WORK INSTRUCTION: After finding the line that includes "and find bearded" in the records below, transcribe it and each line after it through the last, exactly, and add nothing.

-- EXERCISE INPUTS follows --

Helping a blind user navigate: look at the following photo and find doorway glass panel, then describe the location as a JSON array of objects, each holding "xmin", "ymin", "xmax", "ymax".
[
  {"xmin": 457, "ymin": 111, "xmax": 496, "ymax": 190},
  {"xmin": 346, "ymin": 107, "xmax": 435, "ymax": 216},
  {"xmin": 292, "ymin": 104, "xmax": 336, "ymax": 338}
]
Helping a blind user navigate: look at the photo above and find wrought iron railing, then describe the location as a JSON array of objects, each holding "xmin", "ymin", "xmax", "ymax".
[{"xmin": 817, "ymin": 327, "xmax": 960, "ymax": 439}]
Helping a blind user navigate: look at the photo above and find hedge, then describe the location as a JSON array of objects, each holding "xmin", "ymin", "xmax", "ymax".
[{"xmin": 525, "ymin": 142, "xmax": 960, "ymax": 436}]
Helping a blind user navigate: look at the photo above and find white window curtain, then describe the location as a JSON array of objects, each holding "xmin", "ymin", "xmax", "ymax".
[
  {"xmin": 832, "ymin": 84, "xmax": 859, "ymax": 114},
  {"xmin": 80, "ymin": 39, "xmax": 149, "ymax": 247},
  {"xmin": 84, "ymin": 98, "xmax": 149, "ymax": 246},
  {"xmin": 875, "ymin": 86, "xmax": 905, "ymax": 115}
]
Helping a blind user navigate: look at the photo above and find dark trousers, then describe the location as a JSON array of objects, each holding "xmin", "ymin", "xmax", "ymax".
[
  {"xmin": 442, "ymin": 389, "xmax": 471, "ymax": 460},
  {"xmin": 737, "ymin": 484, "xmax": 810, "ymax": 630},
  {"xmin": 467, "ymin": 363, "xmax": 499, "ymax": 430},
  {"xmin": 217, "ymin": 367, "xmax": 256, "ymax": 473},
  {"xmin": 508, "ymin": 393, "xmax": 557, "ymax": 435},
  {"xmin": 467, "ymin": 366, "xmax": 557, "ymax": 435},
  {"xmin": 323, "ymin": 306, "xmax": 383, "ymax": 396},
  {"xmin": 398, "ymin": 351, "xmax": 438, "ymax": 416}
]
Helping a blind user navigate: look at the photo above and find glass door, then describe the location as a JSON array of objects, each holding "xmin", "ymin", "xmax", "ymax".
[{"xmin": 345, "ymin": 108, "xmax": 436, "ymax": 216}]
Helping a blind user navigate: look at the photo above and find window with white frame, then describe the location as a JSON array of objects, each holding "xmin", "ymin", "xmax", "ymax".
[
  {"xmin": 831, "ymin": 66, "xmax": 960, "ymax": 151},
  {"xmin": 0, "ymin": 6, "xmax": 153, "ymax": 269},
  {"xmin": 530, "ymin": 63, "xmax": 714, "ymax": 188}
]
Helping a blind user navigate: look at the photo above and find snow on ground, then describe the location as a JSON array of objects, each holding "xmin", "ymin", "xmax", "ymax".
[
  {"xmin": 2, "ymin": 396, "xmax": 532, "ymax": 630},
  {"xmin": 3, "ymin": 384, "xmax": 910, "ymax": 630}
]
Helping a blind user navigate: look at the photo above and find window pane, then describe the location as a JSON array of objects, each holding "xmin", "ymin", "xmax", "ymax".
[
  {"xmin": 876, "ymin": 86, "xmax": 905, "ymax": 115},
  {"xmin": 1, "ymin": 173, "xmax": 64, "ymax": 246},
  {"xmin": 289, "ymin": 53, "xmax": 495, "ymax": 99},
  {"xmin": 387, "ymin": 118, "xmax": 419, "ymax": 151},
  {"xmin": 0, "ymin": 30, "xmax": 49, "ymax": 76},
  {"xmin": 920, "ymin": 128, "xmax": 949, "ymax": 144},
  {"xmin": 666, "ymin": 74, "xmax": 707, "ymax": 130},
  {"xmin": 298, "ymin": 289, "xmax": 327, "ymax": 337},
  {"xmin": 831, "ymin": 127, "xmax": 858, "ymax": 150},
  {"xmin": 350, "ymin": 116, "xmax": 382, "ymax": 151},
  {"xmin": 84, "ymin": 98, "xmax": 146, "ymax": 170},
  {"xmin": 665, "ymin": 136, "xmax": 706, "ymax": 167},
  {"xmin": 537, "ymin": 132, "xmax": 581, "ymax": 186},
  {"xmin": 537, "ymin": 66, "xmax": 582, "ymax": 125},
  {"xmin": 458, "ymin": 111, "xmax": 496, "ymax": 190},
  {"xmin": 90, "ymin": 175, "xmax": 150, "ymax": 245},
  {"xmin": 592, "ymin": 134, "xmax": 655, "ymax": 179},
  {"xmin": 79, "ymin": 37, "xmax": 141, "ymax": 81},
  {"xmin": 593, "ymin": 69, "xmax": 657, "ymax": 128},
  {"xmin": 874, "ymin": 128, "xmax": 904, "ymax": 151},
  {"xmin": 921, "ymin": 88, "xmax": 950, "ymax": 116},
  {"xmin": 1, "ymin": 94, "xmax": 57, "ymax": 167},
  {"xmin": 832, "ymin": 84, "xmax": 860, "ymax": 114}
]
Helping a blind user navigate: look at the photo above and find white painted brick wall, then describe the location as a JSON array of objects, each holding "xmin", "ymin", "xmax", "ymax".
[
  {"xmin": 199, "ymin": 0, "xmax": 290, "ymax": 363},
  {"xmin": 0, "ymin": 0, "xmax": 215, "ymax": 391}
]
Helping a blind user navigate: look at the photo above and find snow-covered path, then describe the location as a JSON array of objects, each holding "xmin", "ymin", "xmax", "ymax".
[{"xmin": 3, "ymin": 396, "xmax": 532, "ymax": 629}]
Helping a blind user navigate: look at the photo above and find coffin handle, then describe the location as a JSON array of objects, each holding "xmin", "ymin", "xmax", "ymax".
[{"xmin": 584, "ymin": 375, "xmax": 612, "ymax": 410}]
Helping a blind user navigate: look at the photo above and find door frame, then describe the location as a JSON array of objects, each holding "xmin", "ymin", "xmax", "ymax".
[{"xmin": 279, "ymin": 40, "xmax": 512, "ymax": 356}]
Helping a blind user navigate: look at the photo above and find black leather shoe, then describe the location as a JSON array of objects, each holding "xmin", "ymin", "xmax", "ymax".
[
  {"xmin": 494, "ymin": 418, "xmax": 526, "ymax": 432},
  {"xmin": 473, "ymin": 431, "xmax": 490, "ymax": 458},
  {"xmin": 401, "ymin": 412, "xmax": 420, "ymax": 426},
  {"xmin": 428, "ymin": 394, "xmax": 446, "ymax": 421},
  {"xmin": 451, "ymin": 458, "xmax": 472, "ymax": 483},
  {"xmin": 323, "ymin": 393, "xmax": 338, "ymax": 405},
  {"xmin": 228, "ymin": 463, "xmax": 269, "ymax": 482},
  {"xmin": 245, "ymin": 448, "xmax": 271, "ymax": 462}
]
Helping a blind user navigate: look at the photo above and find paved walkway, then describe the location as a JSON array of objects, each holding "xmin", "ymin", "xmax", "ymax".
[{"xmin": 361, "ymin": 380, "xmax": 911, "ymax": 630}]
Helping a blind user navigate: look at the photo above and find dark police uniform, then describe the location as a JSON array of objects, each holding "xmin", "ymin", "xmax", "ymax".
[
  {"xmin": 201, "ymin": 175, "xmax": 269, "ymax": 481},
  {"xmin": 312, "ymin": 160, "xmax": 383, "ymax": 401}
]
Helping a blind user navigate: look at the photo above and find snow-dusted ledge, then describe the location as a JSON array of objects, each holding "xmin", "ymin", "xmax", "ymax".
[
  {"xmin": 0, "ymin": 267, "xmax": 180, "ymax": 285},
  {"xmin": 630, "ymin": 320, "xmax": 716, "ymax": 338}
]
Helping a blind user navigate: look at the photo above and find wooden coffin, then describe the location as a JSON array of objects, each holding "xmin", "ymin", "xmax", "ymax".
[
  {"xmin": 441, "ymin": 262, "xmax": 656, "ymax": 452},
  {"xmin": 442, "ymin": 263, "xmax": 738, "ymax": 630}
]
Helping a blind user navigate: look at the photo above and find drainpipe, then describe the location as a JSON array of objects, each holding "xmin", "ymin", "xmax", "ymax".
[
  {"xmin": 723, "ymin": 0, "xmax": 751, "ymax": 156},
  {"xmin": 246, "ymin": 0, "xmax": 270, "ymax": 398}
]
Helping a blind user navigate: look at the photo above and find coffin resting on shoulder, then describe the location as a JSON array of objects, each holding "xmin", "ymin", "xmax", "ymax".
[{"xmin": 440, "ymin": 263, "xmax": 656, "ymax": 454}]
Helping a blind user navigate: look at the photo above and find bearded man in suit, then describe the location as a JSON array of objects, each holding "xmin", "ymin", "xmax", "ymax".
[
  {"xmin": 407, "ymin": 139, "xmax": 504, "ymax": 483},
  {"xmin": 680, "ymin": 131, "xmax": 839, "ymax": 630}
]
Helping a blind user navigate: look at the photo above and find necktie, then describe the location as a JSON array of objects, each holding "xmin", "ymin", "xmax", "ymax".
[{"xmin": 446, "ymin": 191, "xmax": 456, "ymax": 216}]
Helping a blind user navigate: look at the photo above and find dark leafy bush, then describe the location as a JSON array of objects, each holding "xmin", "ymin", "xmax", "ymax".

-- EXERCISE INPUTS concluded --

ANSWER TO THIS PROBLEM:
Helping a blind user navigate: look at the photo above and find bearded man in suit, then describe the location as a JSON array of objects, each holding "xmin", "ymin", "xmax", "ymax".
[
  {"xmin": 407, "ymin": 139, "xmax": 504, "ymax": 483},
  {"xmin": 680, "ymin": 131, "xmax": 839, "ymax": 630}
]
Helping a blind user navigate: look at the photo above and find necktie, then describe the location as a JSON array of objects, each holding "xmin", "ymin", "xmax", "ymax".
[{"xmin": 446, "ymin": 191, "xmax": 456, "ymax": 216}]
Helping a blind user navigate: look at the photo above and find dark leafy bush, then describe the location as a JSON array of objects, each holding "xmin", "ymin", "xmax", "ymax".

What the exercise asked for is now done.